WHAT TO DO ::
Could you find every line in the records below that contains the word "concrete" and copy it?

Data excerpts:

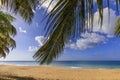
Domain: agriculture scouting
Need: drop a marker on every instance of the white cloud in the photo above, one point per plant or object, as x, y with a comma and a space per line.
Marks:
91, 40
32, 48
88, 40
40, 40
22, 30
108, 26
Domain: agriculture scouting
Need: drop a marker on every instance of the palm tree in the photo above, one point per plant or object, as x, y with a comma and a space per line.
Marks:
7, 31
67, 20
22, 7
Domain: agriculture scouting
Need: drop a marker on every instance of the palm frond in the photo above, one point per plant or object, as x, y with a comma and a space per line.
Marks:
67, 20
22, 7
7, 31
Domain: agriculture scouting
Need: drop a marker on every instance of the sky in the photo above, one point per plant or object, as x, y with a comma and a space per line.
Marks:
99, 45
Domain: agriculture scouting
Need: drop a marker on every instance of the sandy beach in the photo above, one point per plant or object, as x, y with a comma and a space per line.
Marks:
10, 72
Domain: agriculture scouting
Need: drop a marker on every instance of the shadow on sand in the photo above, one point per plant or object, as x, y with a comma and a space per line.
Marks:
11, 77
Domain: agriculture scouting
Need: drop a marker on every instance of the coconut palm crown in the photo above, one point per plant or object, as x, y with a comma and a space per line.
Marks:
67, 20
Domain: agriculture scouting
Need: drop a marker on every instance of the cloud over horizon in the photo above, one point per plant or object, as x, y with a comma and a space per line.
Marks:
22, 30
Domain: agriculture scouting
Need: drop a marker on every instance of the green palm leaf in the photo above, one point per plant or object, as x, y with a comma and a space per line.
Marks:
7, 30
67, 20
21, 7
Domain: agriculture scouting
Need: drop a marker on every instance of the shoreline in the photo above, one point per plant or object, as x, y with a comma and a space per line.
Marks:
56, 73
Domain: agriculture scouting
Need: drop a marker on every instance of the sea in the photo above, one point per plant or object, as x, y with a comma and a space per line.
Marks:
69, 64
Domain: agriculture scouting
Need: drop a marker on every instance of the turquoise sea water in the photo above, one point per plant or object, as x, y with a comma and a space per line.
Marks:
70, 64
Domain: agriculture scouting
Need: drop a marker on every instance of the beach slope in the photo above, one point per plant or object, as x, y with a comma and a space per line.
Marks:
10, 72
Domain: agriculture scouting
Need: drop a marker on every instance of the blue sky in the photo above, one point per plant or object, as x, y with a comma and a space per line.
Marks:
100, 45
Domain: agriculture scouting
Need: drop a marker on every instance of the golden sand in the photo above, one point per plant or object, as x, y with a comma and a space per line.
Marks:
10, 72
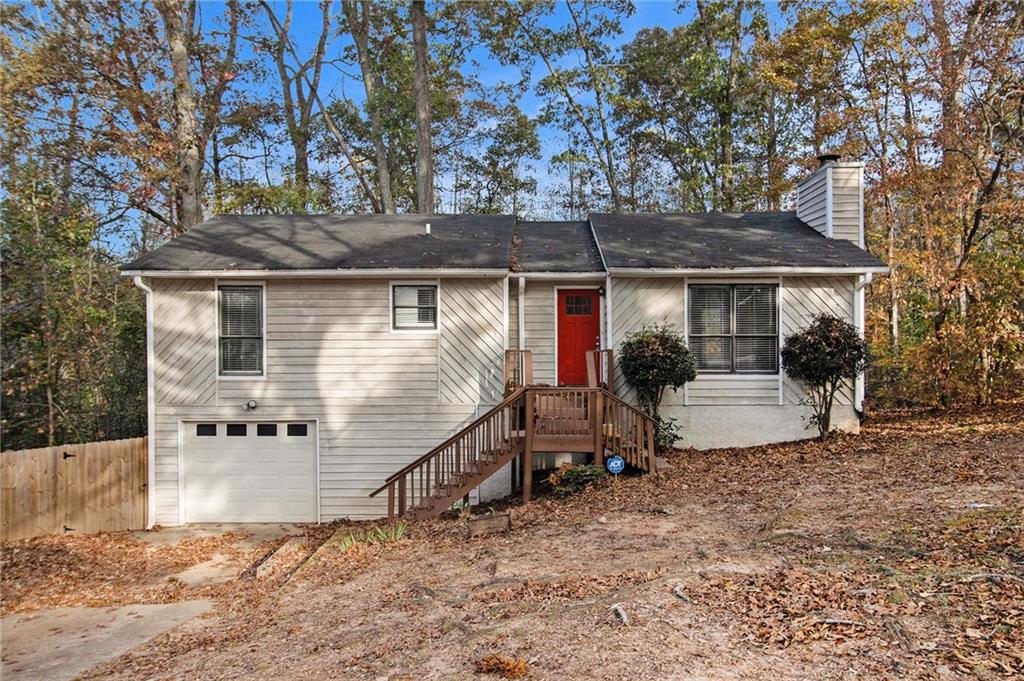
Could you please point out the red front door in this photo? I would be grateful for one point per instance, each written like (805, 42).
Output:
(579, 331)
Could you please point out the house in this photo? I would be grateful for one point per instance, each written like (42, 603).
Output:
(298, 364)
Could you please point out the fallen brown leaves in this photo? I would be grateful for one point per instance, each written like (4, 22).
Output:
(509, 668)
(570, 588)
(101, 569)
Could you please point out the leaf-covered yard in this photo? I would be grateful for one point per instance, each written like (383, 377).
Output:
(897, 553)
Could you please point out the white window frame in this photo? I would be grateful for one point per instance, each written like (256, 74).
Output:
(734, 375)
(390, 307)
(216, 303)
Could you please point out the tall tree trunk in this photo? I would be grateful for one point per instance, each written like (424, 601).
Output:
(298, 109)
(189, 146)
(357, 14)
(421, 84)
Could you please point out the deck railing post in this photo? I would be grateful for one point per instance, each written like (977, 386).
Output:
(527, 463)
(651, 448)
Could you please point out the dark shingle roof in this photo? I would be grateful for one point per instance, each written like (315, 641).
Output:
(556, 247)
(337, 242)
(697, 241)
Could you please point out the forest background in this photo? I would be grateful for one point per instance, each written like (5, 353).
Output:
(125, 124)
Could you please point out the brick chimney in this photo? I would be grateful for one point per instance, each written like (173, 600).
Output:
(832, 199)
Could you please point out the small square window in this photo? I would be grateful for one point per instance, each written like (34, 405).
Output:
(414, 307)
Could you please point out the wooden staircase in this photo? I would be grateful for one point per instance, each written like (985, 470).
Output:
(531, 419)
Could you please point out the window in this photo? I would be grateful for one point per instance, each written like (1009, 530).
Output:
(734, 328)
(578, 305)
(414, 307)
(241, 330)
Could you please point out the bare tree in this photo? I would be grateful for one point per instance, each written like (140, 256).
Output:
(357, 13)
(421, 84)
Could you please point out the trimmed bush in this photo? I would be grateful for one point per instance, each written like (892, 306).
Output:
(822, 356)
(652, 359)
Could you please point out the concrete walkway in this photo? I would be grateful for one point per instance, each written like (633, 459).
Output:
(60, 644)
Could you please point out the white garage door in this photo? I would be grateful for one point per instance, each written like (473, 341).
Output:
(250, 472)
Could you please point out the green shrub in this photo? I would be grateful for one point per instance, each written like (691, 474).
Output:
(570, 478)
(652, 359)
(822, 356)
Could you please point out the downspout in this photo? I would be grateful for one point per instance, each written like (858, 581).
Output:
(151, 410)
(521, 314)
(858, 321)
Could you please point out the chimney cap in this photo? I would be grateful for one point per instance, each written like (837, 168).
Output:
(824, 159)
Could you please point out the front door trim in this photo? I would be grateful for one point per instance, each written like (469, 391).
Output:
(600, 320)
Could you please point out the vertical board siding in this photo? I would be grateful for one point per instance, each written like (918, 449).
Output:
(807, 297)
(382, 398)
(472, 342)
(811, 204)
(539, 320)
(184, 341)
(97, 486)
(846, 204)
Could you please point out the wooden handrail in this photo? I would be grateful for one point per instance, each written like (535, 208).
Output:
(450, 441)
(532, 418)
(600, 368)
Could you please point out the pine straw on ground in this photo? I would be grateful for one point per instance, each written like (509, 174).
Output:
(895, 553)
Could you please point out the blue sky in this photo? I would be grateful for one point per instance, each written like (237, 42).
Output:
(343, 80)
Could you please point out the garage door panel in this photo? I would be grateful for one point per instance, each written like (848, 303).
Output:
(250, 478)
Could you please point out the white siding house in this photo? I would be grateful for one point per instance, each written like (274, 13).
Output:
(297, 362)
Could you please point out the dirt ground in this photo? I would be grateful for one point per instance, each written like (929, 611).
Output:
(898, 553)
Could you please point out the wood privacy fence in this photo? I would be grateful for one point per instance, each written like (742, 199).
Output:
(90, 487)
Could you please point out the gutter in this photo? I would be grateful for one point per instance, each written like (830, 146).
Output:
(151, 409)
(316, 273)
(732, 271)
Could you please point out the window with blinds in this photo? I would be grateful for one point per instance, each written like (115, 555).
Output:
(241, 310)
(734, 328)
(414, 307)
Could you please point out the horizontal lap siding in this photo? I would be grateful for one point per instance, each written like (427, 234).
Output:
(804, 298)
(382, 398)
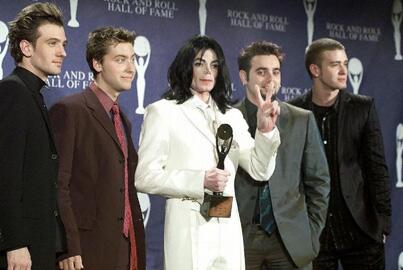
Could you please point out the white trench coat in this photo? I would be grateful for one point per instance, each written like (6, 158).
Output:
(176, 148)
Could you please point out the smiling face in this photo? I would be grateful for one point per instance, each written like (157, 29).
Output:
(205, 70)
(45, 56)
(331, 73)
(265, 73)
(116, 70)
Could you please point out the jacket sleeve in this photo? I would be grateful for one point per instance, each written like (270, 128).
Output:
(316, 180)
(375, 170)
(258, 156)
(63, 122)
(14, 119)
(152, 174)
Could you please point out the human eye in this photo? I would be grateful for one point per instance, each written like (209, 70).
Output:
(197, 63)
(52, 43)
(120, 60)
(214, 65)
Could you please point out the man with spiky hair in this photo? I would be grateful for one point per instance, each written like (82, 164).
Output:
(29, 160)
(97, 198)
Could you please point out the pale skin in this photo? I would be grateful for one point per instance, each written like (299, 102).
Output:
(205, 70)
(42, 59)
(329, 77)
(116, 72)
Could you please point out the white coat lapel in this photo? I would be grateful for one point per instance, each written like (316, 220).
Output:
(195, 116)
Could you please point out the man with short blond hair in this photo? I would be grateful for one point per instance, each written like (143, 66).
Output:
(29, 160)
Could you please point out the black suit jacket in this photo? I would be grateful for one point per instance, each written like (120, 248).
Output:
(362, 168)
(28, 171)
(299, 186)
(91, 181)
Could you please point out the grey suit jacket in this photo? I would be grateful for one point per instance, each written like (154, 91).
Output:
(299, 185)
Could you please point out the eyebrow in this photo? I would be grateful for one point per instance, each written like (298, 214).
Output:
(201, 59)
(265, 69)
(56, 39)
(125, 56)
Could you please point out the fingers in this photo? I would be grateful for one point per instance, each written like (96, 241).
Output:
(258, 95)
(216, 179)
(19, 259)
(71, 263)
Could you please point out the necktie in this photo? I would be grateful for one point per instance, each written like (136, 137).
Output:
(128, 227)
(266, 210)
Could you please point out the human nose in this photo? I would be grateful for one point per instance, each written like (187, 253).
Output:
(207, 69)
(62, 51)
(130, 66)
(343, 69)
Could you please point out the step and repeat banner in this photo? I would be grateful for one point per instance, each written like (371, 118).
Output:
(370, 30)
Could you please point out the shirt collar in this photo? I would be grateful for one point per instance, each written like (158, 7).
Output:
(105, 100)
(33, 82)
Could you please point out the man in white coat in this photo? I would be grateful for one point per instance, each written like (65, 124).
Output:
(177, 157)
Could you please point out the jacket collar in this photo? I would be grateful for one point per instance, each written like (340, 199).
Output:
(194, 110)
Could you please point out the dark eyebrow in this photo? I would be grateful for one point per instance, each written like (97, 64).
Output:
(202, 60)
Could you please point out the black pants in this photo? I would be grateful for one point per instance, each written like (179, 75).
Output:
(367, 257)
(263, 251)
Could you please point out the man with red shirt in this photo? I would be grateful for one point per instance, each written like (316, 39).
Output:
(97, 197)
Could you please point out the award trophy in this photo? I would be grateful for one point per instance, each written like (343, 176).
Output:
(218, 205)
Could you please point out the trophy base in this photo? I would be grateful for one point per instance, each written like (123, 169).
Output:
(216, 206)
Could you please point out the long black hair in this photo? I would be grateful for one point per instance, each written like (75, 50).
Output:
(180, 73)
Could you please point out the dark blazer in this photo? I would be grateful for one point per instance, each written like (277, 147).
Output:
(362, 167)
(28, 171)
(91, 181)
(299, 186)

---

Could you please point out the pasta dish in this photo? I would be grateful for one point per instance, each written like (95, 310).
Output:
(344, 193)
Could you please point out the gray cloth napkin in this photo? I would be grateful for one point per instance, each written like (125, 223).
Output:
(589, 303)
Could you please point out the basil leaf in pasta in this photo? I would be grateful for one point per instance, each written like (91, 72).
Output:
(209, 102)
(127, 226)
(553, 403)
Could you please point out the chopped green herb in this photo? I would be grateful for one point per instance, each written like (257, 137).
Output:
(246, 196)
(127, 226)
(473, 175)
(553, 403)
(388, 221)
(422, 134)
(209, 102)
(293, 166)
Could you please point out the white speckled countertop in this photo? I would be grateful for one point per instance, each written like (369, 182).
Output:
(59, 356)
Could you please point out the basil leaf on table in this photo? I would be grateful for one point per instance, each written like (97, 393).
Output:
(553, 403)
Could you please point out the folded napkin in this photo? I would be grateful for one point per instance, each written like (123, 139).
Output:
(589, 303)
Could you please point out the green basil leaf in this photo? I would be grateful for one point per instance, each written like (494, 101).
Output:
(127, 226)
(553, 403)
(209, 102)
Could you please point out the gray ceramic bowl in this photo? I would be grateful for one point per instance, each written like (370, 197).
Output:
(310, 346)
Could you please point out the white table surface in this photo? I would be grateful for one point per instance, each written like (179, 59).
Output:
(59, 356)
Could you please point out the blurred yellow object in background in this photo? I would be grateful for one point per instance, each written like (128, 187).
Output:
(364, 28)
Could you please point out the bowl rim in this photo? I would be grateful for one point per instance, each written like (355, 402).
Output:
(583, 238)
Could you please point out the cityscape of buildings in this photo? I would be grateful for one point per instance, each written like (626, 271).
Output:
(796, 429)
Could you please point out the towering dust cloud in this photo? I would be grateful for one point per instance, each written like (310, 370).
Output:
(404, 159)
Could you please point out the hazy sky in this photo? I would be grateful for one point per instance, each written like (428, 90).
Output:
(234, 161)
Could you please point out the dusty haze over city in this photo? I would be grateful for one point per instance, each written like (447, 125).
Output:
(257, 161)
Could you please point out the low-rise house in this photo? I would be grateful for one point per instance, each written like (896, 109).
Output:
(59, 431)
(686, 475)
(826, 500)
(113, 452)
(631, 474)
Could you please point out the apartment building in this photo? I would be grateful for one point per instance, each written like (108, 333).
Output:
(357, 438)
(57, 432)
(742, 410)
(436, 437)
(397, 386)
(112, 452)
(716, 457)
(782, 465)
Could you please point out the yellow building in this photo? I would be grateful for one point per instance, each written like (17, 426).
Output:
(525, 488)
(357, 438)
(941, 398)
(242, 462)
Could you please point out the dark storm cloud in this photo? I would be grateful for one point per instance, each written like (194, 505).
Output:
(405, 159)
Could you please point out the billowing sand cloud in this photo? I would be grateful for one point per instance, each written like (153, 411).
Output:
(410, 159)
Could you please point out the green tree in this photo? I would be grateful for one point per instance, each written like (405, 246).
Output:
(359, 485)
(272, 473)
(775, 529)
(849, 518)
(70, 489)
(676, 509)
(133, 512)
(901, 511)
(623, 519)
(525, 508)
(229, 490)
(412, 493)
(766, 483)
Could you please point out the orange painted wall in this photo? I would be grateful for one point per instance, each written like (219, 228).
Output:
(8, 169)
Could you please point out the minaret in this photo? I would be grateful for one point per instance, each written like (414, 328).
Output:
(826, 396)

* * *

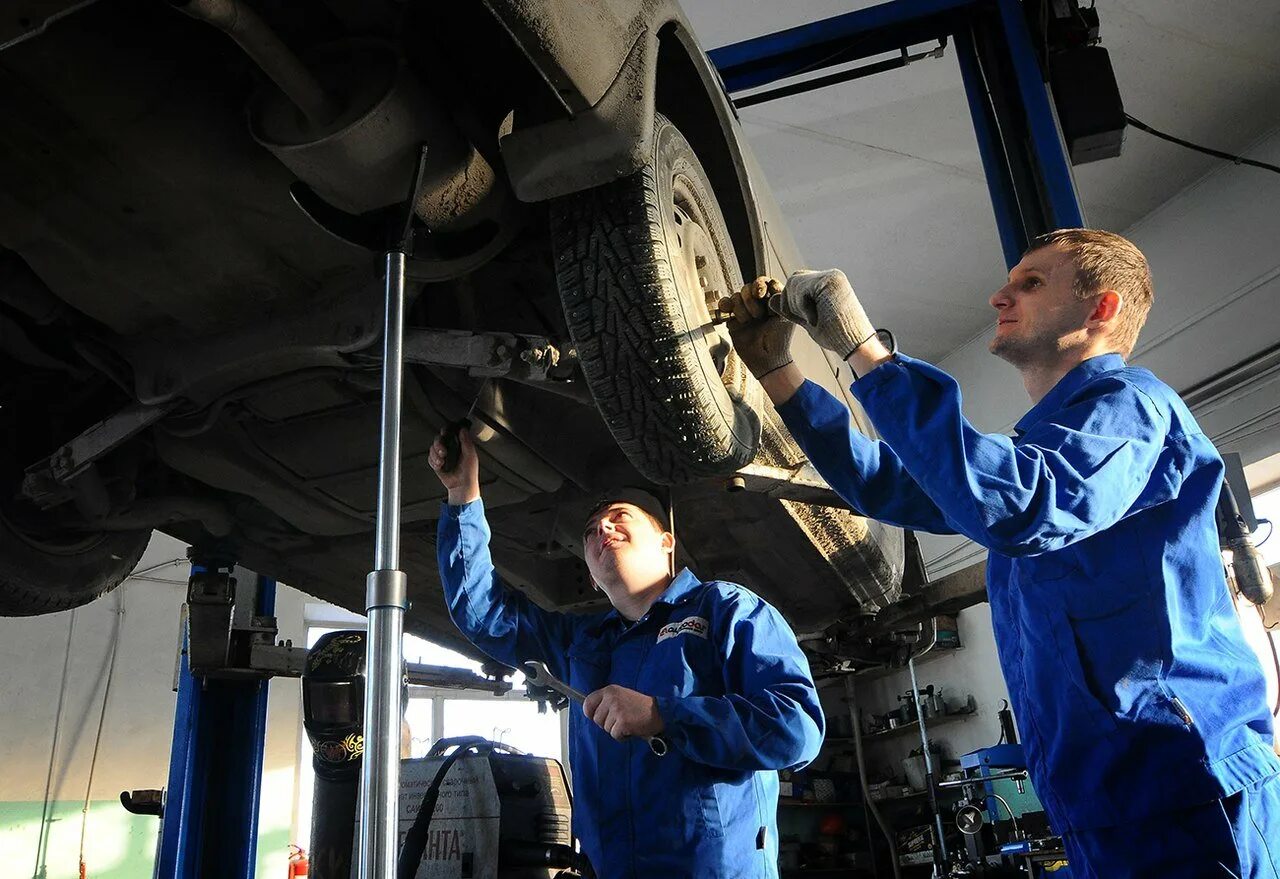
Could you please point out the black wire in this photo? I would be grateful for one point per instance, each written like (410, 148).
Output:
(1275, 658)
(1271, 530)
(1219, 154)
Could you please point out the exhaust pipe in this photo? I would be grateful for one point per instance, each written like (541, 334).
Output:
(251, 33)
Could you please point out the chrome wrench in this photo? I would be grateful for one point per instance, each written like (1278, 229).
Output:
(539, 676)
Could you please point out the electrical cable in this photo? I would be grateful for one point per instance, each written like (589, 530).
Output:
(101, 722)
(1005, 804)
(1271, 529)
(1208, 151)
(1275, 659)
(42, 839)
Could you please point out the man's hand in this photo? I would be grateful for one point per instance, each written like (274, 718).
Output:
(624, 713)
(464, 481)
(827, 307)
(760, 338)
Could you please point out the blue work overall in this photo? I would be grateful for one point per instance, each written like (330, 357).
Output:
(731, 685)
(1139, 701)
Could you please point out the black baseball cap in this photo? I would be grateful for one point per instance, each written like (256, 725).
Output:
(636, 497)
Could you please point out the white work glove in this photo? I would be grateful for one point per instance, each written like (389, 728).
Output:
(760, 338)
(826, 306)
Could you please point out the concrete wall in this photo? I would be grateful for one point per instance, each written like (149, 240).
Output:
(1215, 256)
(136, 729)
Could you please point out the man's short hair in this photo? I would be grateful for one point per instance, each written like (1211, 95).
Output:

SOLUTION FOR THIS EXERCISE ::
Could you please point out the concrete walkway in this photo? I would be grateful for one point per instance, each written like (633, 459).
Could you please point out the concrete wall in this photo? I would be grateful for one point per instance, each written like (149, 240).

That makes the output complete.